**Short exercise:** Return the records that follow unaltered. Omit every picture.
--------------------
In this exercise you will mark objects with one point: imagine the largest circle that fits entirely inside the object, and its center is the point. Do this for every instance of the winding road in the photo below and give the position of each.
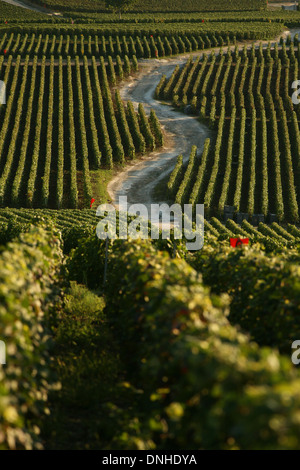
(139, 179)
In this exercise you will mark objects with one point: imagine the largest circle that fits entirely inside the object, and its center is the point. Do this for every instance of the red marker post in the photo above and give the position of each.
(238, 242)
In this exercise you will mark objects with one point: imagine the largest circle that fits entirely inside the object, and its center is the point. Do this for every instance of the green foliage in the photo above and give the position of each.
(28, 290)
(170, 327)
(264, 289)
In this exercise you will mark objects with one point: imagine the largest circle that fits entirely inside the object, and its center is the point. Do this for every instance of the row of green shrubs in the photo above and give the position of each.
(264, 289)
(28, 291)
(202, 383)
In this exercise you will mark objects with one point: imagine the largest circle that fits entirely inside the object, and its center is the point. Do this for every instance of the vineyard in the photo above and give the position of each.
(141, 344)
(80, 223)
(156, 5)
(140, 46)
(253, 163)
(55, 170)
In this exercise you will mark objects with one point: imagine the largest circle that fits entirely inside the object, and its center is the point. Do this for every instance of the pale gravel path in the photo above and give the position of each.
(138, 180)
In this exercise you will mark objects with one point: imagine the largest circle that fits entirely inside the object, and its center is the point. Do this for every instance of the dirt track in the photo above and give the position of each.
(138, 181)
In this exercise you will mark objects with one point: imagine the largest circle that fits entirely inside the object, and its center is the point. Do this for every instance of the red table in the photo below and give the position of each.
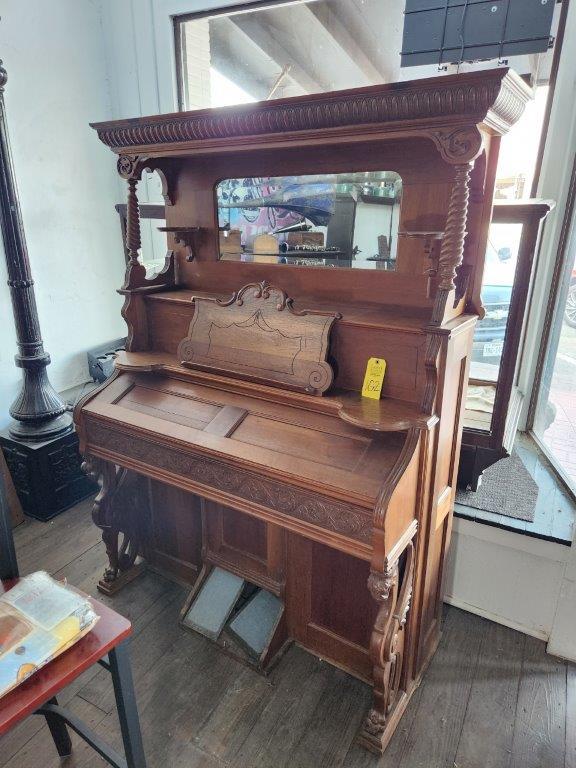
--------------------
**Response:**
In this exercise you will mark objects with one point: imagine the largest circle that fits entirely inside the object, and its center is the point. Do this for every instance of the winding road in the photo below and give the position of each.
(139, 179)
In this exercise you will mark objects with one point: imagine the largest circle that fits entirely inside the object, and its center is the point. Do this for every instance of the red marker post in the photo above and give the position of each.
(238, 242)
In this exercise you will mark objects with one point: imagine the largest circle that fits entirely inside the object, and its center is the point. Do this for every instance of the green foliage in the photo above and give the position of each.
(28, 290)
(170, 327)
(264, 289)
In this exercise you will mark objects with one point: imagine the largest circle that fits entirely inside the object, and its center is the point. Do this for every instance of the row of green shrubs in the photo above and give the position of each.
(264, 289)
(28, 291)
(202, 383)
In this exercise you will mark objects with one point: imagine the largest circle that fits entirely inside the object, and its center is the point. Do this for every instance of the vineyard in the photo above and give the position of each.
(141, 344)
(80, 223)
(156, 5)
(140, 46)
(253, 163)
(55, 170)
In this exercise you will mark objects with one point: imagine the largest circle that fits entirely inside the object, and its center is the point. Do this for every instance of the pale gravel path in the photo above and give the position of each.
(138, 180)
In this exercise you will mark objects with one point: imagine the largest circle that fits entirely inside the object, and its center is the point. Do this for every instance of the dirt track in the photo above and give the position of each.
(138, 181)
In this exercise you will mark objects with one point: imagine the largest circle that fits entirely inside the object, and its center is the point. Do this for every instance of the red table in the photo below and give the position of each.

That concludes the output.